## The task
The entries below are to be repeated exactly as they stand.

## Material for the task
================================

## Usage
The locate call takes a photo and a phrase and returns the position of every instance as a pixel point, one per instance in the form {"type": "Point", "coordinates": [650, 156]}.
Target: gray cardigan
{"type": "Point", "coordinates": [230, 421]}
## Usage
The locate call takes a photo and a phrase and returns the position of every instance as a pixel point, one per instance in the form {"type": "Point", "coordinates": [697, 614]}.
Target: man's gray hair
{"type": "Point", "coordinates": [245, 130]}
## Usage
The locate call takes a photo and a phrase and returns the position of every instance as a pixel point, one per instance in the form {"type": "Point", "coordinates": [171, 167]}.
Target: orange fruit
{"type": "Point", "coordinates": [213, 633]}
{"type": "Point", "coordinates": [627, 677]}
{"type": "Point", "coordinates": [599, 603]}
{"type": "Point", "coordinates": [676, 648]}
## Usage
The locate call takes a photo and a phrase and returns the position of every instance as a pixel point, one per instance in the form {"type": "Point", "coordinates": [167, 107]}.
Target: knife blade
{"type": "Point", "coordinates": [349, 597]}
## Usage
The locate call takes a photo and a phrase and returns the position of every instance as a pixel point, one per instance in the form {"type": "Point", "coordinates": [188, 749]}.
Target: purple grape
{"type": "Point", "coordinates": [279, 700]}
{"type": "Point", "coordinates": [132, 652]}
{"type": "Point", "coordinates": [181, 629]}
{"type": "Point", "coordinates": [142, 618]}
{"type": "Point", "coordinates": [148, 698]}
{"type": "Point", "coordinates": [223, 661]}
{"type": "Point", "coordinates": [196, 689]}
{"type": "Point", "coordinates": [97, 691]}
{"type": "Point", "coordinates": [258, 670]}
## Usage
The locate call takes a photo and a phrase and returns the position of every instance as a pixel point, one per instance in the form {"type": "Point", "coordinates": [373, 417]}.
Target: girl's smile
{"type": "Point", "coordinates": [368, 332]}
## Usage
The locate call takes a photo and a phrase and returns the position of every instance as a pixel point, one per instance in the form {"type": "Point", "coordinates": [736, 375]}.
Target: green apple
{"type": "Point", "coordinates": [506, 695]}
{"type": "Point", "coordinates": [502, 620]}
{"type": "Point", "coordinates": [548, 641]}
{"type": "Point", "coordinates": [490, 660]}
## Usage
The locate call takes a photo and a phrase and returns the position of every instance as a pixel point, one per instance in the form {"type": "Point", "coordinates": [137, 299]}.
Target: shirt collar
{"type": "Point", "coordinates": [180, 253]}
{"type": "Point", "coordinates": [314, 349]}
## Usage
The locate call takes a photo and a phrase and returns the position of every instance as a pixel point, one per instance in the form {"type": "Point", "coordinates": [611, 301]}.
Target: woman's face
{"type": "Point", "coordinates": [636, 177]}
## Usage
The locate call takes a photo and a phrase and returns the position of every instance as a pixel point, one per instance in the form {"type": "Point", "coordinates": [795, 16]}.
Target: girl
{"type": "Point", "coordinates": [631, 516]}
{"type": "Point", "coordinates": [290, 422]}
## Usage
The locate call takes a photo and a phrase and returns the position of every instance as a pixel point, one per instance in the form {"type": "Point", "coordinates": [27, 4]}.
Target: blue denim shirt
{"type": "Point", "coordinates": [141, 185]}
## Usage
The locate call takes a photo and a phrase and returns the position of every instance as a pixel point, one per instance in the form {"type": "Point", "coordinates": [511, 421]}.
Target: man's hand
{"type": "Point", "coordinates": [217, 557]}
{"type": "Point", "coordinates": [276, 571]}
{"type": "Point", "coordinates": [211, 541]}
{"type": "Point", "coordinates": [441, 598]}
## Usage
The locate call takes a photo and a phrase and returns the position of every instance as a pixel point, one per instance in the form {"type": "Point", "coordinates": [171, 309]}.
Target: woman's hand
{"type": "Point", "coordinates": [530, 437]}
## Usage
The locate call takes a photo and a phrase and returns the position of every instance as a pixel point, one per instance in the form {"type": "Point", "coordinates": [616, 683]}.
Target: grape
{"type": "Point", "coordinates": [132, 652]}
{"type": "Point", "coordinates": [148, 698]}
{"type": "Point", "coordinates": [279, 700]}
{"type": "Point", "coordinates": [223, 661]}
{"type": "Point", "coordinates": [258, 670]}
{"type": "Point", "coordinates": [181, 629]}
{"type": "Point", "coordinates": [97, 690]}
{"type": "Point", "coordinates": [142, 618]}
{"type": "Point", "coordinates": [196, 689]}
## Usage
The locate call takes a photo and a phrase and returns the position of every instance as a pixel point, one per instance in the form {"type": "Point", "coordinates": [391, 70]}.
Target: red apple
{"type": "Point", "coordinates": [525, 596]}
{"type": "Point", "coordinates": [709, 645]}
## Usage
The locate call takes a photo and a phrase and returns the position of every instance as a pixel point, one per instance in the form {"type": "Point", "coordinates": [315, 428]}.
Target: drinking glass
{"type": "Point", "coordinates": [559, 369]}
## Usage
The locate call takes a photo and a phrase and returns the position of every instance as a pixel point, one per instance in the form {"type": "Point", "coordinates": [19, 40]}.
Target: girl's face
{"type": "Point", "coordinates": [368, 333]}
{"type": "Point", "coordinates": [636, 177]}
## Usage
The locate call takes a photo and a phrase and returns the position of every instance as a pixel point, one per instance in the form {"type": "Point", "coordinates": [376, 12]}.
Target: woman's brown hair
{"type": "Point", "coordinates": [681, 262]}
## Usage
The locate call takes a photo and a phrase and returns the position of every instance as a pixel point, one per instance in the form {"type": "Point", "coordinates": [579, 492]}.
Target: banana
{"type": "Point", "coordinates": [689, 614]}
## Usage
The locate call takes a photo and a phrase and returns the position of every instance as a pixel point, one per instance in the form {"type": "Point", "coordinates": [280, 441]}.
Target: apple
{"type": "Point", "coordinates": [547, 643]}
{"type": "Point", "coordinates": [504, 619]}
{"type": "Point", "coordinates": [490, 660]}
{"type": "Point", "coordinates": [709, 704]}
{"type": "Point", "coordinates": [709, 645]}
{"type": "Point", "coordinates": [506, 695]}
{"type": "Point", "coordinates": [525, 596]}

================================

## Full answer
## Usage
The locate call takes a photo and a phrase and returns the position of every instance as a pixel point, one per instance in the form {"type": "Point", "coordinates": [650, 156]}.
Target: gray cardigan
{"type": "Point", "coordinates": [230, 421]}
## Usage
The locate call takes a photo and a phrase and returns the position of every instance as a pixel point, one per instance in the form {"type": "Point", "coordinates": [697, 614]}.
Target: man's gray hair
{"type": "Point", "coordinates": [245, 130]}
## Usage
The locate call takes a photo and a phrase and returns the position of every instance as a pixel point, one per instance in the form {"type": "Point", "coordinates": [171, 167]}.
Target: orange fruit
{"type": "Point", "coordinates": [213, 633]}
{"type": "Point", "coordinates": [627, 677]}
{"type": "Point", "coordinates": [599, 603]}
{"type": "Point", "coordinates": [676, 648]}
## Usage
The locate call takes a photo and a phrase and returns the position of every instance as a pixel point, one per instance in the form {"type": "Point", "coordinates": [167, 107]}.
Target: knife blade
{"type": "Point", "coordinates": [349, 597]}
## Usage
The locate call takes a photo and a phrase and returns the position of every instance as a pixel point, one per instance in the form {"type": "Point", "coordinates": [188, 749]}.
Target: purple grape
{"type": "Point", "coordinates": [279, 700]}
{"type": "Point", "coordinates": [132, 652]}
{"type": "Point", "coordinates": [181, 629]}
{"type": "Point", "coordinates": [142, 618]}
{"type": "Point", "coordinates": [148, 698]}
{"type": "Point", "coordinates": [223, 661]}
{"type": "Point", "coordinates": [196, 689]}
{"type": "Point", "coordinates": [97, 691]}
{"type": "Point", "coordinates": [258, 670]}
## Usage
The locate call takes a photo and a phrase and returns the position of every instance as a pixel point, one per instance in the form {"type": "Point", "coordinates": [373, 417]}.
Target: girl's smile
{"type": "Point", "coordinates": [368, 332]}
## Usage
The locate call takes a photo and a phrase and returns the position of every instance as a pixel point, one per instance in the form {"type": "Point", "coordinates": [736, 375]}.
Target: green apple
{"type": "Point", "coordinates": [506, 695]}
{"type": "Point", "coordinates": [502, 620]}
{"type": "Point", "coordinates": [548, 641]}
{"type": "Point", "coordinates": [490, 660]}
## Usage
The locate call takes a photo and a phrase and returns the position of every instance as a pixel point, one per instance in the form {"type": "Point", "coordinates": [137, 299]}.
Target: shirt collar
{"type": "Point", "coordinates": [180, 253]}
{"type": "Point", "coordinates": [314, 349]}
## Usage
The locate call takes a photo and a phrase and returns the position of every instance as a pixel point, one per instance in the form {"type": "Point", "coordinates": [611, 301]}.
Target: woman's face
{"type": "Point", "coordinates": [636, 177]}
## Usage
The locate call takes a photo and a phrase and returns the position of every instance as a pixel point, one per instance in the form {"type": "Point", "coordinates": [795, 16]}.
Target: girl
{"type": "Point", "coordinates": [631, 516]}
{"type": "Point", "coordinates": [290, 422]}
## Usage
The locate call takes a photo and a phrase and returns the position of every instance as a pixel point, one per instance in the form {"type": "Point", "coordinates": [27, 4]}.
Target: blue denim shirt
{"type": "Point", "coordinates": [141, 185]}
## Usage
The locate call takes a photo and a phrase and returns the position of every instance as a pixel point, one per instance in the form {"type": "Point", "coordinates": [511, 421]}.
Target: man's hand
{"type": "Point", "coordinates": [217, 557]}
{"type": "Point", "coordinates": [276, 571]}
{"type": "Point", "coordinates": [211, 541]}
{"type": "Point", "coordinates": [441, 598]}
## Usage
The locate call takes a photo and a phrase and returns the position of every instance as a pixel point, one per instance in the form {"type": "Point", "coordinates": [171, 309]}.
Target: woman's hand
{"type": "Point", "coordinates": [530, 437]}
## Usage
The locate call takes a photo and a phrase and returns the position of every instance as a pixel point, one per instance in the form {"type": "Point", "coordinates": [616, 683]}.
Target: grape
{"type": "Point", "coordinates": [132, 652]}
{"type": "Point", "coordinates": [148, 698]}
{"type": "Point", "coordinates": [279, 700]}
{"type": "Point", "coordinates": [223, 661]}
{"type": "Point", "coordinates": [258, 670]}
{"type": "Point", "coordinates": [181, 629]}
{"type": "Point", "coordinates": [97, 690]}
{"type": "Point", "coordinates": [142, 618]}
{"type": "Point", "coordinates": [196, 689]}
## Usage
The locate call takes a photo and a phrase and returns the position of every instance as a pixel point, one per instance in the form {"type": "Point", "coordinates": [391, 70]}.
Target: red apple
{"type": "Point", "coordinates": [525, 596]}
{"type": "Point", "coordinates": [709, 645]}
## Usage
The locate call takes a photo and a phrase and returns the position of every instance as a pixel point, one per instance in the form {"type": "Point", "coordinates": [315, 428]}.
Target: drinking glass
{"type": "Point", "coordinates": [559, 369]}
## Usage
The locate call takes a photo and a phrase and returns the position of every instance as a pixel point, one per instance in the form {"type": "Point", "coordinates": [19, 40]}.
Target: girl's face
{"type": "Point", "coordinates": [368, 333]}
{"type": "Point", "coordinates": [636, 177]}
## Usage
The locate call takes a photo and a phrase and returns the position of every instance as a pixel point, one per instance in the form {"type": "Point", "coordinates": [376, 12]}.
Target: woman's brown hair
{"type": "Point", "coordinates": [681, 262]}
## Usage
The locate call takes a photo and a phrase and returns the position of every instance as a pixel point, one per instance in the form {"type": "Point", "coordinates": [579, 492]}.
Target: banana
{"type": "Point", "coordinates": [689, 614]}
## Usage
The locate call takes a photo and a phrase and returns the position of every instance as a pixel point, one per instance in the form {"type": "Point", "coordinates": [280, 441]}.
Target: apple
{"type": "Point", "coordinates": [547, 643]}
{"type": "Point", "coordinates": [504, 619]}
{"type": "Point", "coordinates": [490, 660]}
{"type": "Point", "coordinates": [709, 704]}
{"type": "Point", "coordinates": [709, 645]}
{"type": "Point", "coordinates": [506, 695]}
{"type": "Point", "coordinates": [525, 596]}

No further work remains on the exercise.